◆ **Page text**:
◆ ◆ ◆ ◆ ◆ ◆ ◆

Gallbladder removal is one of the most commonly performed surgical procedures in the United States. In the past, a patient who underwent traditional gallbladder surgery could expect significant postoperative pain, a long scar, a hospital stay of 5 to 8 days and a recovery period of 4 to 6 weeks.
Today, more that 90% of all gallbladder surgery is performed laparoscopically, leaving patients with only 4 tiny marks and minimal discomfort. This means most patients go home the same day or the day following surgery and, in many cases, can return to normal activities within a week. These dramatic patient benefits make laparoscopic gallbladder removal the procedure of choice among both surgeons and patients.
What is the gallbladder?
The gallbladder is a pear-shaped sac that rests beneath the right side of the liver. Its main purpose it to collect and concentrate a digestive agent (bile) produced by the liver. Bile is released from the gallbladder and travels through the cystic and common bile ducts (narrow tubular channels) to the small intestine.
What causes gallbladder problems?

◆ ◆ ◆ ◆ ◆ ◆ ◆

◆ **Material provided**:
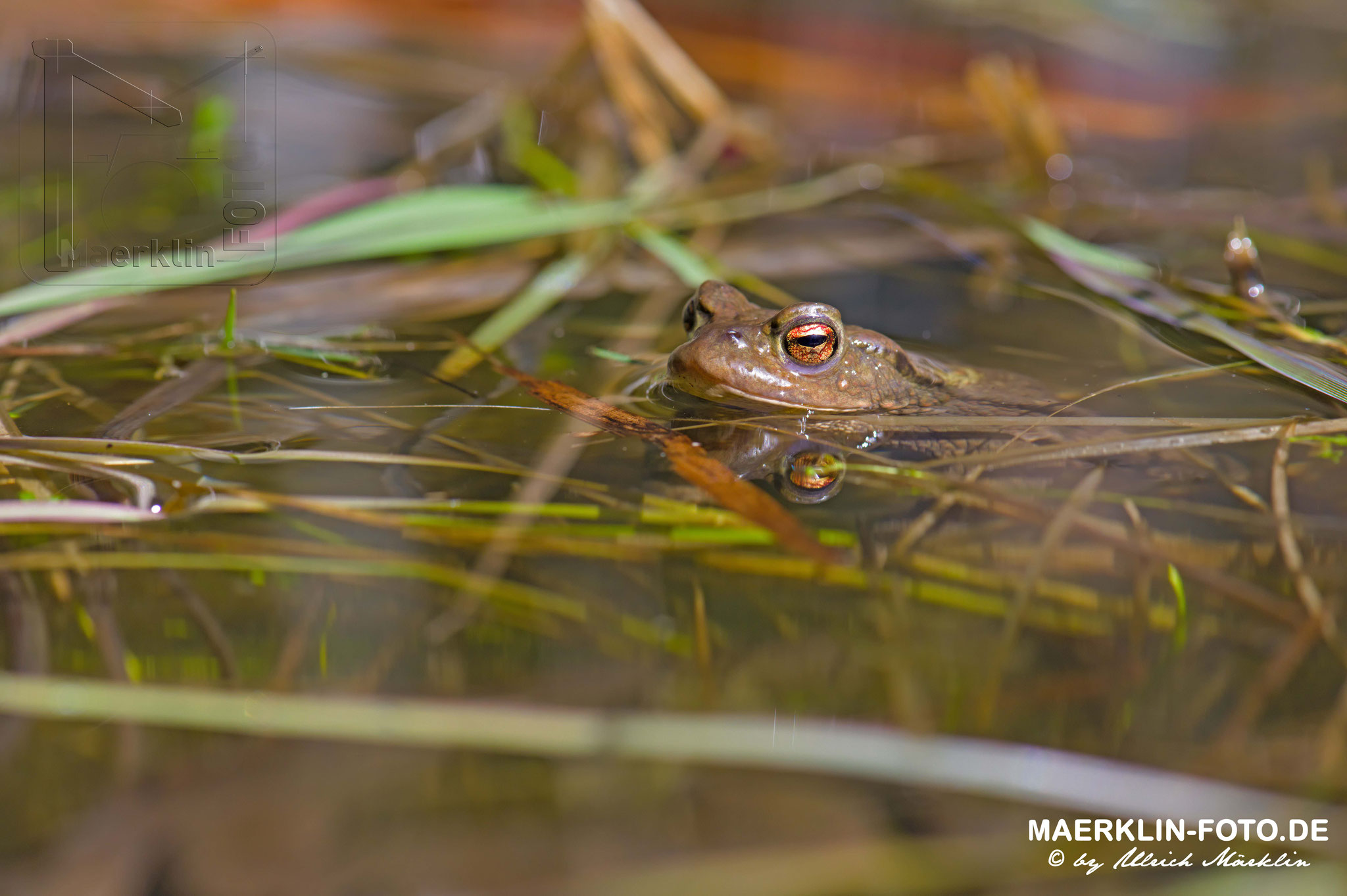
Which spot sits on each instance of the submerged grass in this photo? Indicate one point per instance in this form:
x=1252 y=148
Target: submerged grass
x=938 y=577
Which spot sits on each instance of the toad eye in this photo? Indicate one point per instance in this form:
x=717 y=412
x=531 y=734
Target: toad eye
x=812 y=470
x=811 y=343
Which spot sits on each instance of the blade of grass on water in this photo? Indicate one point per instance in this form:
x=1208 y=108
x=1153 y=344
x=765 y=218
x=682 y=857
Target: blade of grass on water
x=1020 y=772
x=1131 y=283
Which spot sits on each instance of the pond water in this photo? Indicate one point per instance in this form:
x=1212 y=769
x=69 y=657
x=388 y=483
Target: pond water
x=314 y=511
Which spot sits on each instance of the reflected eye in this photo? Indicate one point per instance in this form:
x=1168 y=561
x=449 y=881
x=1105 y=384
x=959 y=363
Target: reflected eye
x=814 y=470
x=811 y=343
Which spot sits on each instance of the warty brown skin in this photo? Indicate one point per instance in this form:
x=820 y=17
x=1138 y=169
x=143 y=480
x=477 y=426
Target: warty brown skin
x=736 y=356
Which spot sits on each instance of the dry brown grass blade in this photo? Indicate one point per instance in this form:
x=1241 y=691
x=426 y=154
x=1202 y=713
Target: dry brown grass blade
x=687 y=459
x=681 y=76
x=1306 y=588
x=647 y=130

◆ ◆ ◆ ◆ ◆ ◆ ◆

◆ **Work to be completed**: Can you continue the gallbladder surgery text from its final line? The material has no connection to the gallbladder surgery text.

◆ **Response to the task**:
Gallbladder problems are usually caused by the presence of gallstones, small hard masses consisting primarily of cholesterol, that form in the gallbladder or in the bile duct. These stones may block the flow of bile out of the gallbladder, causing it to swell and resulting in sharp abdominal pain, vomiting and indigestion.
How are these problems treated?
Some gallstones can be managed with drugs or by making dietary adjustments, such as drastically cutting down on fat intake. However, when severe obstruction of the gallbladder results, removal is the only option. Traditionally, the only way to remove the gallbladder was through a large abdominal incision. Today, with the laparoscopic gallbladder technique, removal can be accomplished through only 4 tiny openings, each 1/4 to 1/2 inch in diameter.
How is laparoscopic gallbladder removal performed?
Laparoscopic gallbladder removal takes place under general anesthesia, so the patient is asleep throughout the procedure. Using a trocar, (a narrow tube-like instrument), the surgeon gains access into the abdomen through the navel. A laparoscope (a tiny telescope) connected to a camera is inserted through the trocar, giving the surgeon a view of the patient’s internal organs on a video monitor.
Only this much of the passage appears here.